The stretch from the line with "[(152, 360), (569, 35), (250, 362)]" through the line with "oven door handle, imagine" in the records below: write it out exactly, and nothing else.

[Image point grounding data]
= Beginning of Section =
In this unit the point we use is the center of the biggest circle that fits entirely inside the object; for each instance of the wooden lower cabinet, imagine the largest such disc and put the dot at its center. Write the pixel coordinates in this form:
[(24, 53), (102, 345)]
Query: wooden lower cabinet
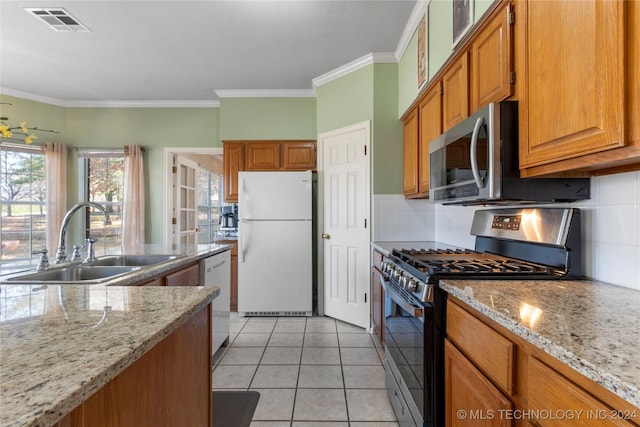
[(188, 276), (495, 378), (168, 386), (377, 295), (470, 398), (183, 276), (550, 391)]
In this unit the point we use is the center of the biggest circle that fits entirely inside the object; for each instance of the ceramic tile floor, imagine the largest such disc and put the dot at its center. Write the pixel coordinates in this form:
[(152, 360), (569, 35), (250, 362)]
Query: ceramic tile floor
[(310, 372)]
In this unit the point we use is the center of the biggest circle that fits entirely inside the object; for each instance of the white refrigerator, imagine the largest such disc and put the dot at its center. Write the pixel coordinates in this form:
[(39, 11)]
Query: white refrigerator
[(274, 244)]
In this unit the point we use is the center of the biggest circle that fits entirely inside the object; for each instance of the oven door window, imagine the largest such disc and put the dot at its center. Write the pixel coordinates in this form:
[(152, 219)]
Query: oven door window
[(405, 341)]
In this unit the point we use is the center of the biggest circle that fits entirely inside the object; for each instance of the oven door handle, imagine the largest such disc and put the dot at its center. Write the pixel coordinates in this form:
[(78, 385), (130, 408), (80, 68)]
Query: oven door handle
[(416, 312), (473, 153)]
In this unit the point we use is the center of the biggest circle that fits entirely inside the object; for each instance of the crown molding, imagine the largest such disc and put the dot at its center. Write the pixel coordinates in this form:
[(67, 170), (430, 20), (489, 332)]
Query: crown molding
[(265, 93), (145, 104), (363, 61), (412, 25), (32, 97), (110, 103)]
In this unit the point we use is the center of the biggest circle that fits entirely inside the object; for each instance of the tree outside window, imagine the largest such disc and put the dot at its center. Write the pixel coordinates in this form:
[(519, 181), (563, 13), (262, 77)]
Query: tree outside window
[(22, 203), (104, 178)]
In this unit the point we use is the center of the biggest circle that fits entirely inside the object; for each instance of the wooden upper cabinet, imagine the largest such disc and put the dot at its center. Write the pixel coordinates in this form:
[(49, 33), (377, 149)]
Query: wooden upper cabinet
[(455, 92), (410, 153), (491, 61), (233, 160), (430, 127), (262, 155), (299, 156), (574, 81)]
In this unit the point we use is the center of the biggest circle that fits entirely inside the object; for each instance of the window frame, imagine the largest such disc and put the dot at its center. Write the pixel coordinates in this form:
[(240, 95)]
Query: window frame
[(31, 150)]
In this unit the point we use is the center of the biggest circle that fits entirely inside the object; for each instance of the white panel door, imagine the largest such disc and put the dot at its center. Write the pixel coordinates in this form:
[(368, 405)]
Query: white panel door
[(185, 214), (346, 218)]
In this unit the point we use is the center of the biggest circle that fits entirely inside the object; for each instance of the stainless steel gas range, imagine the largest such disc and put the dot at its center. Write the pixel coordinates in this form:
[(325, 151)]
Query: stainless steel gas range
[(522, 243)]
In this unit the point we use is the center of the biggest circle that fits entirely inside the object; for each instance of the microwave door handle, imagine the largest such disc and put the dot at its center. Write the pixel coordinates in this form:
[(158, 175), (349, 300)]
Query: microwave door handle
[(474, 153)]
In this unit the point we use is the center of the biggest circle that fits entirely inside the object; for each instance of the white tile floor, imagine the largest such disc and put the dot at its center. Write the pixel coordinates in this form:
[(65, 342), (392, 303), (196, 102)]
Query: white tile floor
[(310, 372)]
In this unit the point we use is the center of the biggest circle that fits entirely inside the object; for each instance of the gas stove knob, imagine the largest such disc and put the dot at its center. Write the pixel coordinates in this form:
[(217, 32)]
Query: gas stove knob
[(410, 285)]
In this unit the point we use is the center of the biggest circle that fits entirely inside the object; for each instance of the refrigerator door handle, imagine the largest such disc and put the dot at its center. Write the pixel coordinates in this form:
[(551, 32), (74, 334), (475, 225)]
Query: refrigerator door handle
[(241, 241)]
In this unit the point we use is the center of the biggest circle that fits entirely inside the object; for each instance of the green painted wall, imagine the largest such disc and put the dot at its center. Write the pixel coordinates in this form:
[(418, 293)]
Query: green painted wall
[(44, 116), (154, 128), (368, 94), (387, 132), (267, 118), (440, 48), (345, 101)]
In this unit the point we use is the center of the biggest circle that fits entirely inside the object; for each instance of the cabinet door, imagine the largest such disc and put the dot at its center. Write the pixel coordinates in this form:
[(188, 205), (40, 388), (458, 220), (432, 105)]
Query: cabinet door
[(491, 63), (188, 276), (233, 163), (377, 296), (430, 127), (470, 398), (299, 155), (410, 153), (455, 92), (552, 392), (574, 88), (262, 156)]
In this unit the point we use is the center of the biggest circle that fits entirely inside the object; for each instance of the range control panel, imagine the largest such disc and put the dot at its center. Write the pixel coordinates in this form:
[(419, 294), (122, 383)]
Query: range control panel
[(506, 222)]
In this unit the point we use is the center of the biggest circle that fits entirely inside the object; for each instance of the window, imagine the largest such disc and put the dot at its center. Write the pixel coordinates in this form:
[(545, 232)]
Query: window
[(209, 200), (22, 202), (103, 183)]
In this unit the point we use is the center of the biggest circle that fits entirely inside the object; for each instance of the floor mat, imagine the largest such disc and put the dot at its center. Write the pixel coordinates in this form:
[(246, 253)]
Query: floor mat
[(234, 408)]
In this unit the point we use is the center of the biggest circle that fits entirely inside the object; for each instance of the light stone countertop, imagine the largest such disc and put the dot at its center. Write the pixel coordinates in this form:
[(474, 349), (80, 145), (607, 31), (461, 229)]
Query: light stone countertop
[(59, 344), (590, 326)]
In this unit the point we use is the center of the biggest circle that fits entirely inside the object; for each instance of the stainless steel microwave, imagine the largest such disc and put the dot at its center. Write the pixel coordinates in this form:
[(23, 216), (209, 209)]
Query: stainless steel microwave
[(476, 163)]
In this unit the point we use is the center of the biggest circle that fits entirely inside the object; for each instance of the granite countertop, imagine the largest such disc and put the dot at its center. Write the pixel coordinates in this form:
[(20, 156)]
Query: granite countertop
[(62, 343), (591, 326), (59, 344), (185, 256)]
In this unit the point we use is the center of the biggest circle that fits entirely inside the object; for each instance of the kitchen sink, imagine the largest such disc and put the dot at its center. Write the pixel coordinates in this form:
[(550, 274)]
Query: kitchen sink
[(133, 260), (73, 274)]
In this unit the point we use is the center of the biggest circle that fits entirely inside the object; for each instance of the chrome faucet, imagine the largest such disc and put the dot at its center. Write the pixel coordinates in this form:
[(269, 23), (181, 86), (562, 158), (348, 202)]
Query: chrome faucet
[(61, 256)]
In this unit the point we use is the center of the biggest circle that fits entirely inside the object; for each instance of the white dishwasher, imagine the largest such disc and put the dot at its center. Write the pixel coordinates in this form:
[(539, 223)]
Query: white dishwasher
[(216, 271)]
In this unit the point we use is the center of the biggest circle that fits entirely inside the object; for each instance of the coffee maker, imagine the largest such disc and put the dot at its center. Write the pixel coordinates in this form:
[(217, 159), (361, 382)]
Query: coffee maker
[(229, 218)]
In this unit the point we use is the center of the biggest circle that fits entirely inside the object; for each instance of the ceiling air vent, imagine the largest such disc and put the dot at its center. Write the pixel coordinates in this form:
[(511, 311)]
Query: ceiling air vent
[(58, 19)]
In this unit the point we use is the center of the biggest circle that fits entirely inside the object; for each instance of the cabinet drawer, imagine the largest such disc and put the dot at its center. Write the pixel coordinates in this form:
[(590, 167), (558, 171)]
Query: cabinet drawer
[(552, 392), (189, 276), (492, 353)]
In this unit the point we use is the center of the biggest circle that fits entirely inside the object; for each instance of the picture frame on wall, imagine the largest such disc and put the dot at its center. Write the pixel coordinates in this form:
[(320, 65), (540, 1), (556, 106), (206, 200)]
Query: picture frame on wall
[(423, 50), (462, 12)]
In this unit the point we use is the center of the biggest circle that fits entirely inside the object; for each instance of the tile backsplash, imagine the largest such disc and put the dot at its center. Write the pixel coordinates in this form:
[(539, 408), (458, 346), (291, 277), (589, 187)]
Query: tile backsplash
[(610, 226)]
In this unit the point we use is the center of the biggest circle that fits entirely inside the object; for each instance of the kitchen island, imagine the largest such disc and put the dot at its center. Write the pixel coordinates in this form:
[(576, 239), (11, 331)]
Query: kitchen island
[(591, 327), (63, 345)]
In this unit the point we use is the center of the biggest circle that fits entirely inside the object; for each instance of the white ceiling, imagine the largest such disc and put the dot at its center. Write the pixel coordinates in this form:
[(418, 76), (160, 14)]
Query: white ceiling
[(146, 50)]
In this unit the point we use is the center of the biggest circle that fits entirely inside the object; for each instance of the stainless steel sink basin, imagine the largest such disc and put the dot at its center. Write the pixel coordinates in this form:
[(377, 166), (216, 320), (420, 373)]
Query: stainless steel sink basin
[(73, 274), (133, 260)]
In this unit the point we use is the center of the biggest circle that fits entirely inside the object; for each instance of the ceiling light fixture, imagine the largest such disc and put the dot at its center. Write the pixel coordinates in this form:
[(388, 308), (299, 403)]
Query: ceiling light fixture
[(58, 19)]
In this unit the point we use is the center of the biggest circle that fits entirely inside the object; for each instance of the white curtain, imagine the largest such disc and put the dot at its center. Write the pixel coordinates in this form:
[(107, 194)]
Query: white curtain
[(55, 166), (133, 206)]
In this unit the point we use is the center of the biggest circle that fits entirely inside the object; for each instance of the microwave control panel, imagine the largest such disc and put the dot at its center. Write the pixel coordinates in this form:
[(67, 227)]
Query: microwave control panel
[(506, 222)]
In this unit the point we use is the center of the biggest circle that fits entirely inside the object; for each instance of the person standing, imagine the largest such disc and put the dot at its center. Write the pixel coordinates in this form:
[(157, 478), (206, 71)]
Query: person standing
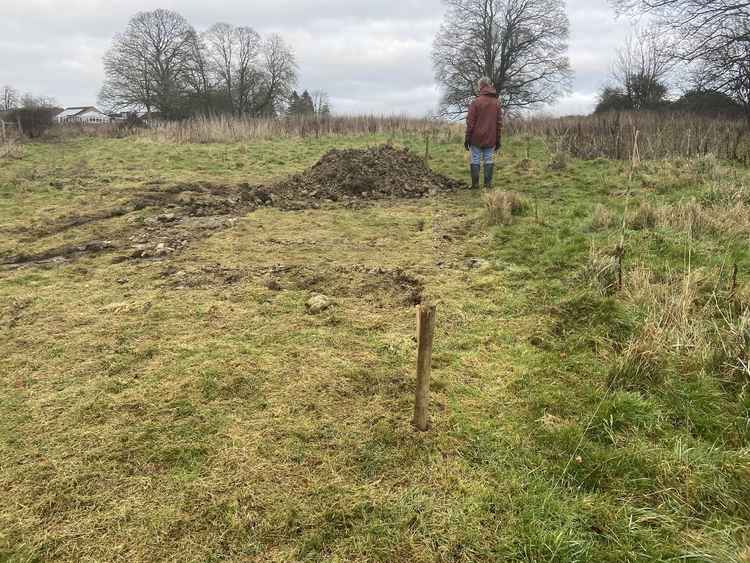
[(483, 132)]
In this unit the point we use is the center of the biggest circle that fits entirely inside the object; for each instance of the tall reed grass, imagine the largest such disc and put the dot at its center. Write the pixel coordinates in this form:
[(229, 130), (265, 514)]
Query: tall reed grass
[(661, 135), (227, 129)]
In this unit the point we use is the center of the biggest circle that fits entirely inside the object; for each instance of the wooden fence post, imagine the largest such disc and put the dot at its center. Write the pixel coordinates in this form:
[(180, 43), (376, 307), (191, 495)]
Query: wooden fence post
[(425, 333)]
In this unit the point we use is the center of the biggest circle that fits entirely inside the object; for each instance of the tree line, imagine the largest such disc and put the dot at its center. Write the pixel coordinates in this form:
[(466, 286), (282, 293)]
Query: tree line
[(160, 63), (521, 45)]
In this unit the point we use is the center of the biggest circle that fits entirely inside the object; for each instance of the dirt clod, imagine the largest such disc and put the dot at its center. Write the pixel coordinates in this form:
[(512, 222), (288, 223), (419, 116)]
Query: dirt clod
[(373, 173)]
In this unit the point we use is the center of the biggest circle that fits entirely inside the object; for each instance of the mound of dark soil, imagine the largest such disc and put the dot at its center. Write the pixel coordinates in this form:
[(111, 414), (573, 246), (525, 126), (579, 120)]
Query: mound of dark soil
[(373, 173)]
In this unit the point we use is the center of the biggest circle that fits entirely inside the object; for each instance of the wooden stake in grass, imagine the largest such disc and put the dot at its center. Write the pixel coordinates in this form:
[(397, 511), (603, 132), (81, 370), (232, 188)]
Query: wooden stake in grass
[(425, 332)]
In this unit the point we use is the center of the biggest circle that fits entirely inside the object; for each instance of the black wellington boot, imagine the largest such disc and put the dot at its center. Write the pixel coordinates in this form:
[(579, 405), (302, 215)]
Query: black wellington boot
[(489, 170), (475, 176)]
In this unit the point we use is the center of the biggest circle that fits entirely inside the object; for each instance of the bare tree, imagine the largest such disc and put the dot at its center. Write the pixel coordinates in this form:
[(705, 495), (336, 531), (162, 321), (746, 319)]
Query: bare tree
[(641, 69), (8, 98), (233, 54), (520, 44), (148, 65), (279, 75), (711, 36), (321, 103)]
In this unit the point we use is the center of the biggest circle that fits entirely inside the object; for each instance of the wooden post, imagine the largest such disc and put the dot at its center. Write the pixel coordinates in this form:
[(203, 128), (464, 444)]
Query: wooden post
[(425, 332)]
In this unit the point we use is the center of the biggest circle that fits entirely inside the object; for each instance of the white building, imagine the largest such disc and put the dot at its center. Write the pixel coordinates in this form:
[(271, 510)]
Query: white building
[(87, 114)]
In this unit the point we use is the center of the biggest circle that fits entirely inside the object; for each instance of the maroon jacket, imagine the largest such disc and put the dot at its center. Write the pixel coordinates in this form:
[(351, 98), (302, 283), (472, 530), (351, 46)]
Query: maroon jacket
[(484, 122)]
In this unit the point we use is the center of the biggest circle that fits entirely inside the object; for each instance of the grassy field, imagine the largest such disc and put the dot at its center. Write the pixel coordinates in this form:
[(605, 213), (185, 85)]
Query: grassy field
[(184, 408)]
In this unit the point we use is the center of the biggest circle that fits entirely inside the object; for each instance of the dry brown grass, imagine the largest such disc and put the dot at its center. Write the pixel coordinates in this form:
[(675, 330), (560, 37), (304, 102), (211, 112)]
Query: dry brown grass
[(502, 206), (602, 218), (11, 150), (601, 271), (645, 216), (227, 129), (661, 135)]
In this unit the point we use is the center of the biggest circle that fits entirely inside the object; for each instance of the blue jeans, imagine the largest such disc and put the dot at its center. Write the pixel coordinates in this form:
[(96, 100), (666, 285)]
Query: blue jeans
[(477, 154)]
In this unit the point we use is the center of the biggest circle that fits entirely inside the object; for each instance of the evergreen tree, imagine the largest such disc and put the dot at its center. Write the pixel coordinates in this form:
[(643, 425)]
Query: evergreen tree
[(306, 105)]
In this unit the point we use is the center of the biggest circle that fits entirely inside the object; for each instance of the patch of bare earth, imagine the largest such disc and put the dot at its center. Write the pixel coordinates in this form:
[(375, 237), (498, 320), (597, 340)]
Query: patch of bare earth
[(160, 221)]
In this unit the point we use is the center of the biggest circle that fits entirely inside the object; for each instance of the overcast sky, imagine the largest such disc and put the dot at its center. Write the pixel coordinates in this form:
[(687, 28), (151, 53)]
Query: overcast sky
[(371, 56)]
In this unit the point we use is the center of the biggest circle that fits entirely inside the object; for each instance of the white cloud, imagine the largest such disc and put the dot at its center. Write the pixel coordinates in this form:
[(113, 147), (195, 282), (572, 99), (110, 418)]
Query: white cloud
[(371, 57)]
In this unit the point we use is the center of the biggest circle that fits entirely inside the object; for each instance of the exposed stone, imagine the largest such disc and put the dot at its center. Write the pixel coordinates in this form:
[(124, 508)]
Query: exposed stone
[(318, 303)]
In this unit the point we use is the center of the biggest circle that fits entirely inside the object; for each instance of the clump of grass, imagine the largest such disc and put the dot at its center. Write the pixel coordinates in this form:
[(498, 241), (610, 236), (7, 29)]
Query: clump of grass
[(705, 166), (558, 162), (602, 218), (731, 355), (11, 150), (644, 217), (700, 219), (601, 272), (639, 367), (502, 206)]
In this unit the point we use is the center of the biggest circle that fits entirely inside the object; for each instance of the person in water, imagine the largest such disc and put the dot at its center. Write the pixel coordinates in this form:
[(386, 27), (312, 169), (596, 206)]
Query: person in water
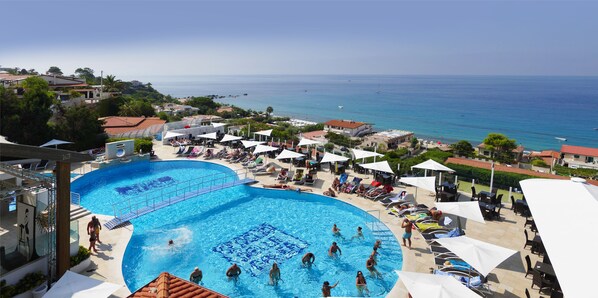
[(274, 274), (233, 272), (308, 259), (196, 276), (334, 249), (326, 287), (361, 284)]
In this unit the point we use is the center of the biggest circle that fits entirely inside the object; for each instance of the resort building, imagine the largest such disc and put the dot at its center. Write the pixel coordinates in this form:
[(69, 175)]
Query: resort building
[(348, 128), (132, 126), (390, 138), (516, 153), (579, 157)]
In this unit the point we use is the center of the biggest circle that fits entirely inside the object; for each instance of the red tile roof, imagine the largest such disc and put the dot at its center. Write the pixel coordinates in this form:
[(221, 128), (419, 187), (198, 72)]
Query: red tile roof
[(116, 125), (168, 285), (585, 151), (344, 124)]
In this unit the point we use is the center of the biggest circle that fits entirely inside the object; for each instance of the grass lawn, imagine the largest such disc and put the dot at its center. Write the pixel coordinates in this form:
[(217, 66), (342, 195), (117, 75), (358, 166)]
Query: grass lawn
[(465, 186)]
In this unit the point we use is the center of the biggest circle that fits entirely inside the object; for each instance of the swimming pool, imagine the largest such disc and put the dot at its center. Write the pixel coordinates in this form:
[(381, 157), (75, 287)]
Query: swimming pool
[(252, 227)]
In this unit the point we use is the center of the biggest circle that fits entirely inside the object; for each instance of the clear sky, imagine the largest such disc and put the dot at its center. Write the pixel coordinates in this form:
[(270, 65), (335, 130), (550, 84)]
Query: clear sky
[(163, 37)]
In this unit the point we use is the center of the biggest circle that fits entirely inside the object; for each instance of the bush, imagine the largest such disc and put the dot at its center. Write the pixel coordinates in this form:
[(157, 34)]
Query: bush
[(28, 282), (82, 255), (501, 179)]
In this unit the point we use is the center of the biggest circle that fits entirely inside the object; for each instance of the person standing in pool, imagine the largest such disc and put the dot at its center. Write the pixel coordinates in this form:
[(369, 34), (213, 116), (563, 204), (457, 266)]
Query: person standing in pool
[(274, 274), (233, 272), (361, 284), (326, 287), (196, 276), (308, 259), (334, 249)]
= End of Section =
Your response:
[(152, 360), (569, 35), (250, 362)]
Query: ceramic tile floor
[(310, 372)]
In this unit the point we use is the center of the biggest circle that fits entirely inside the object; for each instance of the white refrigerator, imagine the largest such disc and put the dot at its center. Write the pixel coordinates in this form:
[(39, 11)]
Query: white refrigerator
[(274, 244)]
In this unit the point we use is the center of the biggest circle that fits entirely inside the object; for each instance of the oven door window, imagine the largest such disc and put the dot at its center. Write the pixel coordinates in this form:
[(152, 219)]
Query: oven door window
[(405, 341)]
In this unit the point we use is the center of the biggest circle that fits entirely inside the object; for each instance of the oven door handle, imagine the largest such disc and put the dot at its center. Write the pixel coordinates in this form:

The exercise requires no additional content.